◆ What to produce
Beginning with the line where "the kitchen peninsula" appears, please restate each line of the records below word for word until the last one, inclusive, and nothing else.

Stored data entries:
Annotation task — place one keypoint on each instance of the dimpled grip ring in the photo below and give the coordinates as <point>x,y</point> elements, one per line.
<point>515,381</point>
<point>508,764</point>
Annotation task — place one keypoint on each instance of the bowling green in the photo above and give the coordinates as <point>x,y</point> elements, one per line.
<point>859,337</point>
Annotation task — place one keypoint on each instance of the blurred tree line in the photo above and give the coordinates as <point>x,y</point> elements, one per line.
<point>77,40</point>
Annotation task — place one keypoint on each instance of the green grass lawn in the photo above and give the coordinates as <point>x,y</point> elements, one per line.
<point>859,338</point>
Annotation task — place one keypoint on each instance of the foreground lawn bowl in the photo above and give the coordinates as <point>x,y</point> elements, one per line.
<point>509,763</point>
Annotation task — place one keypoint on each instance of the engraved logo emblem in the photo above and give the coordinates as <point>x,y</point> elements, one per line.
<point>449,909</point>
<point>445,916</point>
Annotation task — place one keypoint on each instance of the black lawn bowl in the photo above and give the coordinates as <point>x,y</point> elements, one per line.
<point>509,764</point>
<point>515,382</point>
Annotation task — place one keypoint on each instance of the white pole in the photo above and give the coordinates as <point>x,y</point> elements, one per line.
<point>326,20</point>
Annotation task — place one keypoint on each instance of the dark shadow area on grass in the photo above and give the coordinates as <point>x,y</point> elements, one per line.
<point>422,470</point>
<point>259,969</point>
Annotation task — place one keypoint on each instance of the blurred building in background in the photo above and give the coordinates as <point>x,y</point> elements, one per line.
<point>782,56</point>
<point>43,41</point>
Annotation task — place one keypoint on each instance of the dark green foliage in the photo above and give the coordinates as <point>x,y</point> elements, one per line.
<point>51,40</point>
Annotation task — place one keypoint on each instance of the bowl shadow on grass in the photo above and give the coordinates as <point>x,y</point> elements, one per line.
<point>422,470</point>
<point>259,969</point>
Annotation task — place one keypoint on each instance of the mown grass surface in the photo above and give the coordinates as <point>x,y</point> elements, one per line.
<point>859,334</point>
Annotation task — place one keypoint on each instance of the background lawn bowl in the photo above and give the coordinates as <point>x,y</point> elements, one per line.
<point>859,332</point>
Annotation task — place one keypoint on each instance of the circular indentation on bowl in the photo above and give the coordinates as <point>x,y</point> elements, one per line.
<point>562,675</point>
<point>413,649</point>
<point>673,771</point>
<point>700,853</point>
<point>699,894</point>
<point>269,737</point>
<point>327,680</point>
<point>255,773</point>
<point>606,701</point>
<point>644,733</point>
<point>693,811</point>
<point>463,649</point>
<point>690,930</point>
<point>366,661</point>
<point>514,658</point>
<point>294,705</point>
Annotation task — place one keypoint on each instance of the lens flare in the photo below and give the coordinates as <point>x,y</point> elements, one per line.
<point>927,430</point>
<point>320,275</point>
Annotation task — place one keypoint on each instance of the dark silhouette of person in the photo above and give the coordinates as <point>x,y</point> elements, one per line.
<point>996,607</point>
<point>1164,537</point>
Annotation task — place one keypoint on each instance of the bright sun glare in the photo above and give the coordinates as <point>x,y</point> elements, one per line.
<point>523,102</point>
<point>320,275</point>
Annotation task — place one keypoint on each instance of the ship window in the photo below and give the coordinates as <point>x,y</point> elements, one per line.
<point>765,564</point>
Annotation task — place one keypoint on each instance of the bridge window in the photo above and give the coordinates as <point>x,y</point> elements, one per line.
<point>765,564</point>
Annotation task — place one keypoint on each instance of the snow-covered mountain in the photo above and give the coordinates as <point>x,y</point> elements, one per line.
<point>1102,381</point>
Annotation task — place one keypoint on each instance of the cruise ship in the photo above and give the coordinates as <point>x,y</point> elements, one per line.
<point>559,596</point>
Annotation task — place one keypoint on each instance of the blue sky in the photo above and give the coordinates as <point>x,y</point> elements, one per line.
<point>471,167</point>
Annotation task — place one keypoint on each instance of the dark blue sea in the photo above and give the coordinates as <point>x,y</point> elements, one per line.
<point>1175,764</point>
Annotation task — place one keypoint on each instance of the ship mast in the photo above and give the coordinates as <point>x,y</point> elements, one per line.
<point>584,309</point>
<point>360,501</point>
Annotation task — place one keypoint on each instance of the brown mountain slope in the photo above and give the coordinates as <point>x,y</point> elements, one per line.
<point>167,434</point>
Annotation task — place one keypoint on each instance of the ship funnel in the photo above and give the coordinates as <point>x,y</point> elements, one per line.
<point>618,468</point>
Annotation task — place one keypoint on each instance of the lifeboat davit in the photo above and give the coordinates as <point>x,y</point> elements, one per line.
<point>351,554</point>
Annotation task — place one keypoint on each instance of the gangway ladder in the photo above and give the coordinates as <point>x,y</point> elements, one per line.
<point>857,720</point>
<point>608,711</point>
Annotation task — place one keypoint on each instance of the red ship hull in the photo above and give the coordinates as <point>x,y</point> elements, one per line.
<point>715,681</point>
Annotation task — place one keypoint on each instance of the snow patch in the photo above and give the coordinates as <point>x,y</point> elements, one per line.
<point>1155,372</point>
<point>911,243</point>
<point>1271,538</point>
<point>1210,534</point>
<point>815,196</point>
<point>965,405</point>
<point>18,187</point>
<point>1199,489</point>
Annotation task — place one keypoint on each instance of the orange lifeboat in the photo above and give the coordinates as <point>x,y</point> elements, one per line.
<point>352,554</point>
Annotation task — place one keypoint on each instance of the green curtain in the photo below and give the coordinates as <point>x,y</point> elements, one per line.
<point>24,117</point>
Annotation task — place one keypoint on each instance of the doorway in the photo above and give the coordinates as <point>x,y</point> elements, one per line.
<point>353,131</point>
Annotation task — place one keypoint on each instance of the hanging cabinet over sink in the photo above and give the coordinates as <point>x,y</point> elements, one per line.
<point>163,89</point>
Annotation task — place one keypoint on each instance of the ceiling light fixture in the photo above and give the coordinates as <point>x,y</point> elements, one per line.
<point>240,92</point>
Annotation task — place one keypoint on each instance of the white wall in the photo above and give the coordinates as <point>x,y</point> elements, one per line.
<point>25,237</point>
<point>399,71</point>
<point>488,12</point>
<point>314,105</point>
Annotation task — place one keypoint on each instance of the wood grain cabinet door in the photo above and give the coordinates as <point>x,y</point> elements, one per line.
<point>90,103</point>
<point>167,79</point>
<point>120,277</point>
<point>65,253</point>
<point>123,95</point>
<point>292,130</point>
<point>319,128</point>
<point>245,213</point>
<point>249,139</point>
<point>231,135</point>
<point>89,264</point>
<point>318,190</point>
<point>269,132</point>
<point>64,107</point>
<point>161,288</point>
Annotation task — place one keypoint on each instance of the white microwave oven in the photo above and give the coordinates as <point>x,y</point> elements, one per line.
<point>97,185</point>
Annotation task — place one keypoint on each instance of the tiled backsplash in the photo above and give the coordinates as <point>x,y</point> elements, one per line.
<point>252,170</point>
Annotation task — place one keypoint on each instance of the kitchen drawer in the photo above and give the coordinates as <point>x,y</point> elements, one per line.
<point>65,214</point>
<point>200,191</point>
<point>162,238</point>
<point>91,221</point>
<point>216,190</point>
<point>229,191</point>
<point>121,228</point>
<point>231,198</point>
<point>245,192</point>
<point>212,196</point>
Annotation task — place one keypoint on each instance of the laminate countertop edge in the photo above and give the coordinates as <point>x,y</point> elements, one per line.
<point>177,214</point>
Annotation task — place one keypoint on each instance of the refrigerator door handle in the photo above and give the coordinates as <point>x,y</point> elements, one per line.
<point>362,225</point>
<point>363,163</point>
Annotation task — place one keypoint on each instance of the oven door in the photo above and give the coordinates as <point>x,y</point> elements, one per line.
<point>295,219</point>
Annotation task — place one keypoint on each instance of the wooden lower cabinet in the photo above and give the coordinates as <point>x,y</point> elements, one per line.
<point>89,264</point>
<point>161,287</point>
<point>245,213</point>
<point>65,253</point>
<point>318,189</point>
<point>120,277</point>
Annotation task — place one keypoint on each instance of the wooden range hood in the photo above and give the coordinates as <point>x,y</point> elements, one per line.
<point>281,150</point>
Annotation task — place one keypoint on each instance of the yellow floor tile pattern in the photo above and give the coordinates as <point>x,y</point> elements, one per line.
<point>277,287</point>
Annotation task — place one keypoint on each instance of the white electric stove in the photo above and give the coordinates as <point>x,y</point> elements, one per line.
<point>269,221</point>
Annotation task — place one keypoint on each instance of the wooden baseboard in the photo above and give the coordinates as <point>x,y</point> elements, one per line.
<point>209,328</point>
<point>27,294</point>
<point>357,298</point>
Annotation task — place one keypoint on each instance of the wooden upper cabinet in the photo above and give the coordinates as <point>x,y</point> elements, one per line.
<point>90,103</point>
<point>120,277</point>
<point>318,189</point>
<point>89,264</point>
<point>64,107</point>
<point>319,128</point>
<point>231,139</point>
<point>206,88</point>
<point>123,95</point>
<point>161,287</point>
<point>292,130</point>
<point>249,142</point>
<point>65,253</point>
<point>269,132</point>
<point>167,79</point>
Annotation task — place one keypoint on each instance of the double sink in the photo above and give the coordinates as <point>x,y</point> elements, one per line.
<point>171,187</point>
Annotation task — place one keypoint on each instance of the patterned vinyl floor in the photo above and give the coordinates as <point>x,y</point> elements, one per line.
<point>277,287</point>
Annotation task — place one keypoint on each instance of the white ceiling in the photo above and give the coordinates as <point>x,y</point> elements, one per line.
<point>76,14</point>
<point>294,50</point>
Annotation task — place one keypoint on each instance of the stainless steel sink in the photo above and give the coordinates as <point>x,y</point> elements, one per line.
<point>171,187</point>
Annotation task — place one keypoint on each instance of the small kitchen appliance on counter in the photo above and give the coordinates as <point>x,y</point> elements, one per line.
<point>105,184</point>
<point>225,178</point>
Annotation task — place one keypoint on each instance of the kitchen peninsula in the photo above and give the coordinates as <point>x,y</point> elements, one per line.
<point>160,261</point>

◆ Output for this exercise
Annotation task — place one keypoint on each instance of the kitchen peninsula in the photo above and give the coordinates as <point>x,y</point> elements, one per line.
<point>160,261</point>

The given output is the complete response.